BEGIN

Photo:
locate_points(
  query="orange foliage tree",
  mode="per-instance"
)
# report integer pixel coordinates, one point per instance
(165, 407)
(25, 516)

END

PROBLEM:
Beginning from the line that contains "# report integer", give each line again exactly, through the final line of the records.

EXPECTED ANSWER:
# report integer pixel coordinates, one point per instance
(165, 407)
(25, 516)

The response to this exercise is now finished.